Data provided:
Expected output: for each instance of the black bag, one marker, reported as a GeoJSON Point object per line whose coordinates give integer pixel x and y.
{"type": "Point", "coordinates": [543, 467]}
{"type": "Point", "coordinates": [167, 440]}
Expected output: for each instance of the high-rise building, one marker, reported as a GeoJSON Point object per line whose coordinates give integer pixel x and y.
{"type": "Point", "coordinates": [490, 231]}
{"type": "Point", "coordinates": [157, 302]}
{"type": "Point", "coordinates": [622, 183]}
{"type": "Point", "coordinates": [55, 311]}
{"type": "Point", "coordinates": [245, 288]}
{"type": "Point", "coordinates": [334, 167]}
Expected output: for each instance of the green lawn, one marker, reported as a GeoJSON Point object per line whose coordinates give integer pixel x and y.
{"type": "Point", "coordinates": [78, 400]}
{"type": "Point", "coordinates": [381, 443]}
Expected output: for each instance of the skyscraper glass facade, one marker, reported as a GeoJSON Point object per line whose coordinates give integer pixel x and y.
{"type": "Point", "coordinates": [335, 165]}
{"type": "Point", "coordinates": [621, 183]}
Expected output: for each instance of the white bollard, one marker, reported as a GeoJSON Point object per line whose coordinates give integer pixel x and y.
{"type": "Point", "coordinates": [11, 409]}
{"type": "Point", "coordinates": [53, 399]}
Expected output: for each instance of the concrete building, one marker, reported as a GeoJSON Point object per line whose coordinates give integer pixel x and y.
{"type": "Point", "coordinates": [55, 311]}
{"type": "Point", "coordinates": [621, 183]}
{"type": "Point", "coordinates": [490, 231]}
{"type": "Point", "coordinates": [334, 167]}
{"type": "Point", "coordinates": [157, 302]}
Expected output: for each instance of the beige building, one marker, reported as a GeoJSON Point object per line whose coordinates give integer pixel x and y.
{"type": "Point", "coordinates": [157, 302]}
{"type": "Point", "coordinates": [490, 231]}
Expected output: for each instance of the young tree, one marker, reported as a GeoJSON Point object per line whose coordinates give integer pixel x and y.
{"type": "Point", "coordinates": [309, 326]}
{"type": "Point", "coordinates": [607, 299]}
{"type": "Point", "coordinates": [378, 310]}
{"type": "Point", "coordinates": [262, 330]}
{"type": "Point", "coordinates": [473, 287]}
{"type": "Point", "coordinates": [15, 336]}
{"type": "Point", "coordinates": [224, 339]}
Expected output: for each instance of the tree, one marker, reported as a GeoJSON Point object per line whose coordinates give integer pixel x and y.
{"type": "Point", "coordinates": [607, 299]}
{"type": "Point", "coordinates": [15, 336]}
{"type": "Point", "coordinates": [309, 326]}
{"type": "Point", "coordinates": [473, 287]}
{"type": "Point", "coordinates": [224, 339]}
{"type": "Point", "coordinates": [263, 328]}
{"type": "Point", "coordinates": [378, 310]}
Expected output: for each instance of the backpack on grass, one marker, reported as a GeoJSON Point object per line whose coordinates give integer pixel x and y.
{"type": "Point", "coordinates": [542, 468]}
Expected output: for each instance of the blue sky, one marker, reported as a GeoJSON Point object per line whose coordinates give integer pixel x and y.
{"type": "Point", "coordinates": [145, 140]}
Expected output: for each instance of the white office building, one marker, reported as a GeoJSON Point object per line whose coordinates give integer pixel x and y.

Problem to solve:
Output each entry once again, exactly as shown above.

Answer below:
Expected output: for each instance of the black bag, one marker, reported as a GeoJSON Point object per line whose coordinates give integer pixel x and y.
{"type": "Point", "coordinates": [543, 467]}
{"type": "Point", "coordinates": [167, 440]}
Expected output: for each instance of the high-rise building, one marker, reported as a GeoJSON Point object per line whose coordinates give integer pixel x and y.
{"type": "Point", "coordinates": [490, 231]}
{"type": "Point", "coordinates": [157, 302]}
{"type": "Point", "coordinates": [622, 183]}
{"type": "Point", "coordinates": [55, 311]}
{"type": "Point", "coordinates": [245, 288]}
{"type": "Point", "coordinates": [334, 167]}
Expected output: for each instance of the green lawn, one marker, reported as a GeoJSON Point object per line whose coordinates give integer pixel x and y.
{"type": "Point", "coordinates": [78, 400]}
{"type": "Point", "coordinates": [381, 443]}
Expected output: for each instance of the skyscraper glass facade, one marker, reported as a GeoJSON Point object per line whose coordinates give integer pixel x and y.
{"type": "Point", "coordinates": [335, 165]}
{"type": "Point", "coordinates": [621, 183]}
Expected output: for each instance of the white bollard, one marker, reported as a GeoJSON Point object per line whose coordinates give integer pixel x and y.
{"type": "Point", "coordinates": [11, 409]}
{"type": "Point", "coordinates": [53, 399]}
Expected output: for each instance of the concrete building, one marker, reported as a GeoJSON Point object per line whose coordinates give integer pixel x and y.
{"type": "Point", "coordinates": [55, 311]}
{"type": "Point", "coordinates": [621, 183]}
{"type": "Point", "coordinates": [490, 231]}
{"type": "Point", "coordinates": [334, 167]}
{"type": "Point", "coordinates": [157, 302]}
Expected output: for each instance of the beige building, one marker, reported as a GeoJSON Point object per line whose coordinates give integer pixel x and y.
{"type": "Point", "coordinates": [157, 302]}
{"type": "Point", "coordinates": [490, 231]}
Expected output: for each instance of the young tree, one marker, reported as a GeoJSON Point object per line whose coordinates give integer pixel x and y.
{"type": "Point", "coordinates": [309, 326]}
{"type": "Point", "coordinates": [607, 299]}
{"type": "Point", "coordinates": [378, 310]}
{"type": "Point", "coordinates": [262, 330]}
{"type": "Point", "coordinates": [473, 287]}
{"type": "Point", "coordinates": [15, 336]}
{"type": "Point", "coordinates": [224, 339]}
Expected output: for each instance of the tree, one marker, reported as a GeoJSON Point object per line whose coordinates give integer pixel x and y.
{"type": "Point", "coordinates": [607, 299]}
{"type": "Point", "coordinates": [15, 336]}
{"type": "Point", "coordinates": [309, 326]}
{"type": "Point", "coordinates": [473, 287]}
{"type": "Point", "coordinates": [224, 339]}
{"type": "Point", "coordinates": [263, 328]}
{"type": "Point", "coordinates": [378, 310]}
Expected output: for each instance of the backpack on grass, one marker, reported as a GeoJSON Point object per line whose coordinates give integer pixel x and y.
{"type": "Point", "coordinates": [542, 468]}
Expected output: for each instance of the blue sky, one marker, reported as a GeoJSON Point object per line whose coordinates give integer pixel x and y.
{"type": "Point", "coordinates": [145, 140]}
Expected output: for each instance of the white office building, one marker, reported as a GeoJSON Point object per line whose coordinates give integer pixel x and y.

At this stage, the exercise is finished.